- _AIM_
Revise the listing below, changing every occurrence of "arched doorway" to "stone archway" and leaving all other text as it stands.

- _PROVIDED INFORMATION_
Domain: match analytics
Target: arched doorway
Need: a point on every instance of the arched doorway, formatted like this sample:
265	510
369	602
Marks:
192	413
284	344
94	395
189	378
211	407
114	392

- _THE SOLUTION_
Domain: match analytics
Target: stone archway
Need: a point on every instance of the stone archway, formatted like this sample:
265	510
369	602
Marks:
192	413
284	344
94	395
189	378
211	407
114	392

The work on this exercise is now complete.